## [GIVEN PROBLEM]
Which lines in the records contain the string "blue"? Gather every one of them, copied in full.

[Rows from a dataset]
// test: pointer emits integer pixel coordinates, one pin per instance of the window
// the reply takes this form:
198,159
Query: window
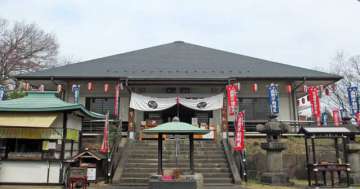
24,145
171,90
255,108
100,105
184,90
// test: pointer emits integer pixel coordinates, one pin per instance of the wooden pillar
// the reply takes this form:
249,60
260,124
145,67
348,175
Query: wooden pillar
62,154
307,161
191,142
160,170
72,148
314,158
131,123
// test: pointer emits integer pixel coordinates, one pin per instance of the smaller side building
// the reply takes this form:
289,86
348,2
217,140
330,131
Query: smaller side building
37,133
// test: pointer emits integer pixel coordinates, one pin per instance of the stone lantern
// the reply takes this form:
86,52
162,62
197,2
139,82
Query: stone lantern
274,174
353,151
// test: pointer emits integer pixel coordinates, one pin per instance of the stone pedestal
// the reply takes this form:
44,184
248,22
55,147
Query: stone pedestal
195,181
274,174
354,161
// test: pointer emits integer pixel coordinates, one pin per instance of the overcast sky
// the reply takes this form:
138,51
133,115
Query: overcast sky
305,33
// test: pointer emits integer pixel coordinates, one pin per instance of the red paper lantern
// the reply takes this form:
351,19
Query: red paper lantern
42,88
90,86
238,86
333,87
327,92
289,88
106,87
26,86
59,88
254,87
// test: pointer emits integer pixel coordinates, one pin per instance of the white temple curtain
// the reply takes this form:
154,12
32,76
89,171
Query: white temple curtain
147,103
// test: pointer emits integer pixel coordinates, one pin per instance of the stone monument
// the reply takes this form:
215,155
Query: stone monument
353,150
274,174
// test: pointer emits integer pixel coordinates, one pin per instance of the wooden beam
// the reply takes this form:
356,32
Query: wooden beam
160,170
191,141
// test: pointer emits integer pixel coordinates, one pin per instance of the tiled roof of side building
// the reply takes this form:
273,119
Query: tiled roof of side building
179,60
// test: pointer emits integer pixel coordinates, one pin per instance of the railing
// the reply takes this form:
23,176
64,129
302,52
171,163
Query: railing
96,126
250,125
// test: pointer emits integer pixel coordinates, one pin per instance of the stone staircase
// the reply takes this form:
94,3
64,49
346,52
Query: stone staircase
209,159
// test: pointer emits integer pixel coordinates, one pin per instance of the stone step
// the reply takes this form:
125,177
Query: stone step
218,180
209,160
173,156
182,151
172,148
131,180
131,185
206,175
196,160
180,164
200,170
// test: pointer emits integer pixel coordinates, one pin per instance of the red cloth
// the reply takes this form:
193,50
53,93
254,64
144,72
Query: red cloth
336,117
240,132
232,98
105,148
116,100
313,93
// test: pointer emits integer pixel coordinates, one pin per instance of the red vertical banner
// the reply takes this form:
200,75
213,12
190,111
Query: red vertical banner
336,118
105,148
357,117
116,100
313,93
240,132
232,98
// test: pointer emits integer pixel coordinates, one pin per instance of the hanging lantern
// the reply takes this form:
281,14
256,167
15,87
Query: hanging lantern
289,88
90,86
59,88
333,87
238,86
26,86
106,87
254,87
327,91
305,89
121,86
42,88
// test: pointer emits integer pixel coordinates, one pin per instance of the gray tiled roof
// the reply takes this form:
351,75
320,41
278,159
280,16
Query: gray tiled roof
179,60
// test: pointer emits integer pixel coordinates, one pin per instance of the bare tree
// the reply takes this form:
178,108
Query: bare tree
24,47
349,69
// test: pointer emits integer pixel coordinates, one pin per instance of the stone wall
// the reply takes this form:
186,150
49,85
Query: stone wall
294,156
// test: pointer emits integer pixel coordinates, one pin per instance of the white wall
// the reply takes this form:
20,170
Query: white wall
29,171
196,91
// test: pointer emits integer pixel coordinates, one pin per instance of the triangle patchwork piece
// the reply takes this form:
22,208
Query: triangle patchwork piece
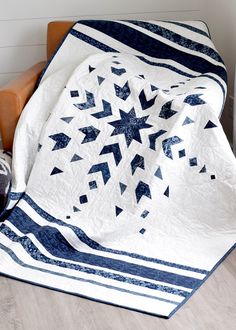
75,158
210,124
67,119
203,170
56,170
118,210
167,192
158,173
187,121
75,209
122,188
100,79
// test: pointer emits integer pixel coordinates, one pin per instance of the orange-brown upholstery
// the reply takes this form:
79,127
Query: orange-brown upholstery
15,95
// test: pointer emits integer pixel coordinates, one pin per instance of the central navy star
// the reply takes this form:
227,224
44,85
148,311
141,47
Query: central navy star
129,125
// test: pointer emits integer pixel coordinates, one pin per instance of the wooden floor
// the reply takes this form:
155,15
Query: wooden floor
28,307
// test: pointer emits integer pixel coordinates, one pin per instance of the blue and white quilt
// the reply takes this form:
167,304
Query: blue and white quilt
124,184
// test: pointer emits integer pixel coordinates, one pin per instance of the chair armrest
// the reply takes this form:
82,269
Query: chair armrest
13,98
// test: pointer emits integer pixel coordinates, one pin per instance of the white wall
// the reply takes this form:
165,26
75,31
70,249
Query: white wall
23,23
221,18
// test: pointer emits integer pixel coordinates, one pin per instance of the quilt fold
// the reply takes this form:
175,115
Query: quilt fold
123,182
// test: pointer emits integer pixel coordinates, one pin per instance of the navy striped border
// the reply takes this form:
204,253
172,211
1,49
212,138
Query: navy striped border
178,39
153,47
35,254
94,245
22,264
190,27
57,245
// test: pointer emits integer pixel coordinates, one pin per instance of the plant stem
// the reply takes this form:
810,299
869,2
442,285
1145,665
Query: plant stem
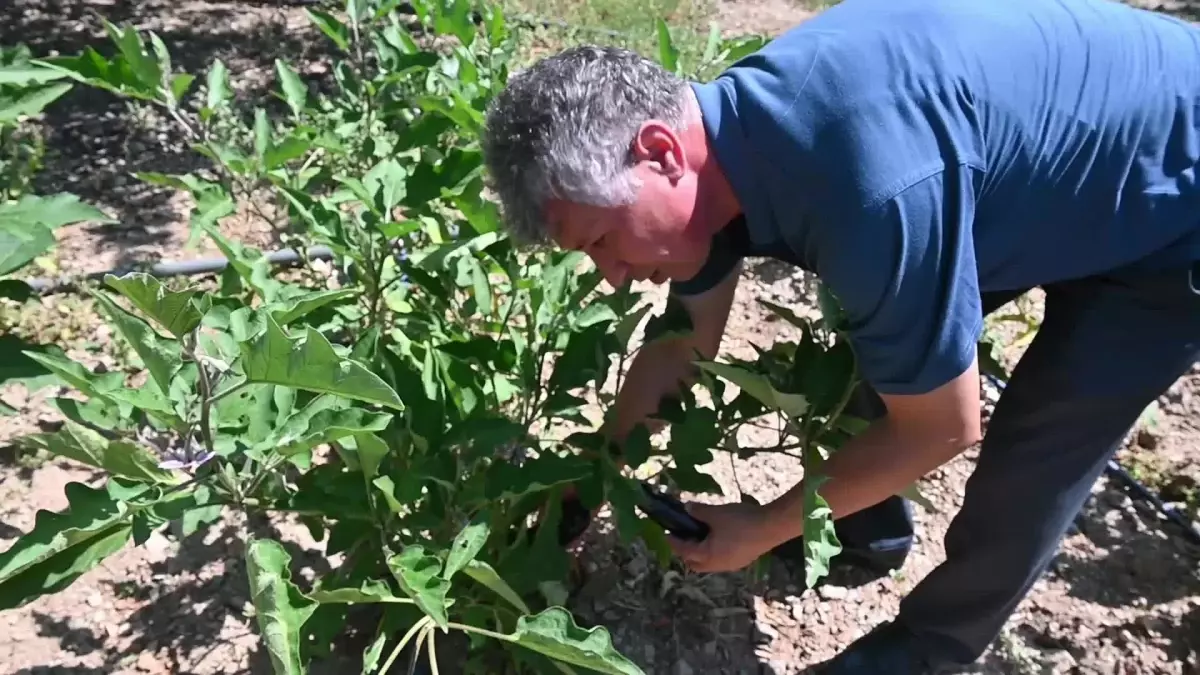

* * *

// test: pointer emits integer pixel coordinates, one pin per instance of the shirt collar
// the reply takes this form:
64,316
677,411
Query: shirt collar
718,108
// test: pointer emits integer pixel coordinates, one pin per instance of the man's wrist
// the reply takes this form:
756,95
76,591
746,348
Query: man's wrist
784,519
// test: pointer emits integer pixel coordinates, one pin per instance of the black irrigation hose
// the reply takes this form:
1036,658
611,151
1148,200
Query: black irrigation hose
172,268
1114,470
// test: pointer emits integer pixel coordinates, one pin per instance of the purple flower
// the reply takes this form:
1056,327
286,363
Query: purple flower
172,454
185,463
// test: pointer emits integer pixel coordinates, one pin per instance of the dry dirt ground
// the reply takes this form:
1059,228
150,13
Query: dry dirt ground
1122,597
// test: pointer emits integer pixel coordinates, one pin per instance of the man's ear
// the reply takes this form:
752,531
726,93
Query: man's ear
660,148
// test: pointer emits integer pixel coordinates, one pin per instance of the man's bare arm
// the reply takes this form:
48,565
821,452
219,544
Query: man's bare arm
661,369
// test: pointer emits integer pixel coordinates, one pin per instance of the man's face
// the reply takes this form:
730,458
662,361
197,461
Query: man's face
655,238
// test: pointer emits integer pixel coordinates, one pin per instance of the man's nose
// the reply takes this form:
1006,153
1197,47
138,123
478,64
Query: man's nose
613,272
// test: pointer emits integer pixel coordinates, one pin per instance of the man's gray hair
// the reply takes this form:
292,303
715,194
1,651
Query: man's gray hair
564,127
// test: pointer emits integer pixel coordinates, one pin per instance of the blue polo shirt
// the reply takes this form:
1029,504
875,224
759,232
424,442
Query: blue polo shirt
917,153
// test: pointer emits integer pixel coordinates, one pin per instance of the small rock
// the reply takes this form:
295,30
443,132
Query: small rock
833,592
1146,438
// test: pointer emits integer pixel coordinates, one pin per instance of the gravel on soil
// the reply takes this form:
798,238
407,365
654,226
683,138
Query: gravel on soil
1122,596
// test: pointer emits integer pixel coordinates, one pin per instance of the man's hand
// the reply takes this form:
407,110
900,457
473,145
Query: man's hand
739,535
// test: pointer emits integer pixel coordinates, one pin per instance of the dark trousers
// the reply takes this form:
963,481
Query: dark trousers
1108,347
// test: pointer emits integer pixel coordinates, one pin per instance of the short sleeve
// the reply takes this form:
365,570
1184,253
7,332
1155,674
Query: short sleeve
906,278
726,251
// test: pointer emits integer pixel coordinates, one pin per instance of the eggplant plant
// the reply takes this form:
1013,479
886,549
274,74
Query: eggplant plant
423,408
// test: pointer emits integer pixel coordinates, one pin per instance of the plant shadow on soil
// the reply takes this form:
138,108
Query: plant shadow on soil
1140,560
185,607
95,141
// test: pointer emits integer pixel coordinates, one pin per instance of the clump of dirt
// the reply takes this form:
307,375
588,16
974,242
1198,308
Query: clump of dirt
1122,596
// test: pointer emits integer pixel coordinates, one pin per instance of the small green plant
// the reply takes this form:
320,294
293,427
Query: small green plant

--

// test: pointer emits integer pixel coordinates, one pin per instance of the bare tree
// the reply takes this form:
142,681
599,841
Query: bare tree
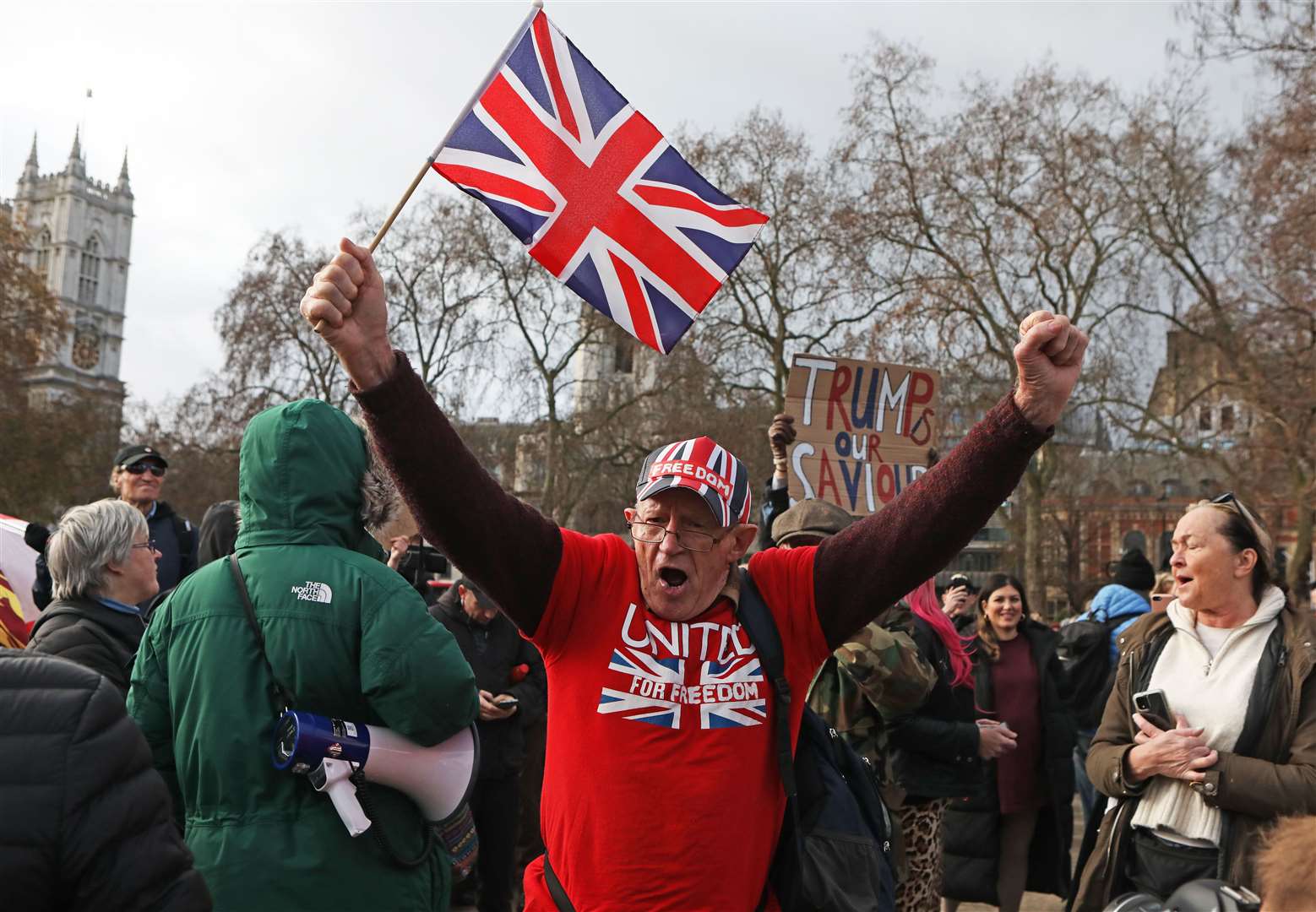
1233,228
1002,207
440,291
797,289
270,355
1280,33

## [EXERCISE SOLUTION]
// test: pointer emits integer pixel coordinates, one pin per instance of the blue and white quilt
Query: blue and white quilt
// test: pointer emits integer pixel coordinates, one pin per instance of the blue polo shirt
Query: blue polo shirt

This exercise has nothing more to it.